[[ Data section, beginning ]]

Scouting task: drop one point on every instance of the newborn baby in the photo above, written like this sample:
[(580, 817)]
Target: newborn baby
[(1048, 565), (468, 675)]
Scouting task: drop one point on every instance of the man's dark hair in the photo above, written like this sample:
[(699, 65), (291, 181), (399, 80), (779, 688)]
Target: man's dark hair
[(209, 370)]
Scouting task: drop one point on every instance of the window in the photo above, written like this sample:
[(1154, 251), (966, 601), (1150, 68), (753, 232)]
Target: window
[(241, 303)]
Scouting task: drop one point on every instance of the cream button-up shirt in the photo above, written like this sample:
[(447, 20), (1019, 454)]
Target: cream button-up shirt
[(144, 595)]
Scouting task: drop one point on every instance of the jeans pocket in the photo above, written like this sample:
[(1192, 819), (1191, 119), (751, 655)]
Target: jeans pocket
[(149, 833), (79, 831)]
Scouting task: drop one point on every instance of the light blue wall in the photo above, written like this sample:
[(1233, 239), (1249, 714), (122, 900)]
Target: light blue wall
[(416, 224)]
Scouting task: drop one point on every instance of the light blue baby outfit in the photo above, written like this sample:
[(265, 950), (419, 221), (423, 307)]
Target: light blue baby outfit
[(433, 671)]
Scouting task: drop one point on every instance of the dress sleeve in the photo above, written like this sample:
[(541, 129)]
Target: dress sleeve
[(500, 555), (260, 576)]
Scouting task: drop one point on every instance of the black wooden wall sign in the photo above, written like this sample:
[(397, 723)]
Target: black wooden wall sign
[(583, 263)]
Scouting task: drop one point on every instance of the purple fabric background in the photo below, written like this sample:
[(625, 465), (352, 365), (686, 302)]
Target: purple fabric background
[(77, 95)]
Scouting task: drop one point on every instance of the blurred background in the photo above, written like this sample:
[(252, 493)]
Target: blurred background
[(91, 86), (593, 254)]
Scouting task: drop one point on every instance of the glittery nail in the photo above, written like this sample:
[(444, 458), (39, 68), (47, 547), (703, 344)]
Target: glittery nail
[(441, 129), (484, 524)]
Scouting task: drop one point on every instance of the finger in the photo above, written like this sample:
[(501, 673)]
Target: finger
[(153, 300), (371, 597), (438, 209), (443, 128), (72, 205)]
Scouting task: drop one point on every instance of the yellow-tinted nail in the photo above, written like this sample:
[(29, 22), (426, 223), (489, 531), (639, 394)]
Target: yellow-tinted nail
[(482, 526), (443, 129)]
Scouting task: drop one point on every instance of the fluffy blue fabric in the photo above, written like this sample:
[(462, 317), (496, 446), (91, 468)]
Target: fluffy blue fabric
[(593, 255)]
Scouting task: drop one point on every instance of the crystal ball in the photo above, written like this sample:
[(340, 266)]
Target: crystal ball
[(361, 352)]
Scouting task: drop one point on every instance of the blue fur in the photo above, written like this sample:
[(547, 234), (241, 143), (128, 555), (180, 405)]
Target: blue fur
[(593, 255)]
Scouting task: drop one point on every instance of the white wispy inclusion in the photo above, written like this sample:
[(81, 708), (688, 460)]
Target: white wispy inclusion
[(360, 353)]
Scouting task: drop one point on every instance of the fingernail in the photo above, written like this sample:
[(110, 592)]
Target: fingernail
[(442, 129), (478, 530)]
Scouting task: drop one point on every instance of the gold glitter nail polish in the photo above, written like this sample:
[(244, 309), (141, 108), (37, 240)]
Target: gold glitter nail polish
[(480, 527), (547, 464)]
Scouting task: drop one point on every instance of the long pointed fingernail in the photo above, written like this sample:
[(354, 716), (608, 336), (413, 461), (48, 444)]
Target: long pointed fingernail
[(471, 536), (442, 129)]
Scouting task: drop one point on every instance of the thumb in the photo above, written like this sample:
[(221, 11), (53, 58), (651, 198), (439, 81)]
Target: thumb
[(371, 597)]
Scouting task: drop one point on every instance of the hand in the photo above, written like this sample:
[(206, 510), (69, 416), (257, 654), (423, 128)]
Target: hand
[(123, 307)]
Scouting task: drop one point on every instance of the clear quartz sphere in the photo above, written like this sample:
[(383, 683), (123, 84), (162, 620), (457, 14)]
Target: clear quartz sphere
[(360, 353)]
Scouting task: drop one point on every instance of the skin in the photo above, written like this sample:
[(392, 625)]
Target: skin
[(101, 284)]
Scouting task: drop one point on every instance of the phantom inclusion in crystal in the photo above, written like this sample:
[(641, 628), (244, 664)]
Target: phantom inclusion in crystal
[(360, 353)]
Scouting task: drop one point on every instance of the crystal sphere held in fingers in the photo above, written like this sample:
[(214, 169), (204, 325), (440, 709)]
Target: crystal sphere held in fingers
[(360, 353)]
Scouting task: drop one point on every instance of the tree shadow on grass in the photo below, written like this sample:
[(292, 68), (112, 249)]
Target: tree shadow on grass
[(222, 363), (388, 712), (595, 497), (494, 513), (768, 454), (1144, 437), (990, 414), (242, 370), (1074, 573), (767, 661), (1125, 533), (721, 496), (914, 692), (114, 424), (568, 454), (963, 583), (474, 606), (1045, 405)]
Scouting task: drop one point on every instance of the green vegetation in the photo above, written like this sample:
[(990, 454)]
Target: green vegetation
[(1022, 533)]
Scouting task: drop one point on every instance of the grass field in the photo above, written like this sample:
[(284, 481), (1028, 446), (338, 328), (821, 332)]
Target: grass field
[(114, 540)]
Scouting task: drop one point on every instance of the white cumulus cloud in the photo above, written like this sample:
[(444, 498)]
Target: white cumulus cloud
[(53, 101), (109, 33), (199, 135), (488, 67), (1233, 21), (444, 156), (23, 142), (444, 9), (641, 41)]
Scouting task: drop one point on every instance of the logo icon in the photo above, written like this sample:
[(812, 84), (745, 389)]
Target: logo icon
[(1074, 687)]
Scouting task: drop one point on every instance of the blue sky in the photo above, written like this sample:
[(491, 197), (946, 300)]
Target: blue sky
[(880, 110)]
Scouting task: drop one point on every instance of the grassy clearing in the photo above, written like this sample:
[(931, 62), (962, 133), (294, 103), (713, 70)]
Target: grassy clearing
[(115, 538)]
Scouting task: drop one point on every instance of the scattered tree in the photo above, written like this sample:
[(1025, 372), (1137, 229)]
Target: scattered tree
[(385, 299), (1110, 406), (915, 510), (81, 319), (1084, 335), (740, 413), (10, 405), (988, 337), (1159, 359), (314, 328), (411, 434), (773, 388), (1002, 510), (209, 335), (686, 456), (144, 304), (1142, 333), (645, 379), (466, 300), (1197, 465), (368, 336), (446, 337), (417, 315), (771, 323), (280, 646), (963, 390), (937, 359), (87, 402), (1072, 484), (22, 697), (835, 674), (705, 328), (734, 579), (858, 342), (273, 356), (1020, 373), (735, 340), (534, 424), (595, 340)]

[[ Data section, end ]]

### Problem details
What is needed is every line of the records above that contains the word "below".

### Answer to this task
Scouting task: drop one point on every instance of the purple fabric background in the photo below, written like this sample:
Scouting task: drop one point on every instance of the tree shadow on grass in the photo below, written like this sample:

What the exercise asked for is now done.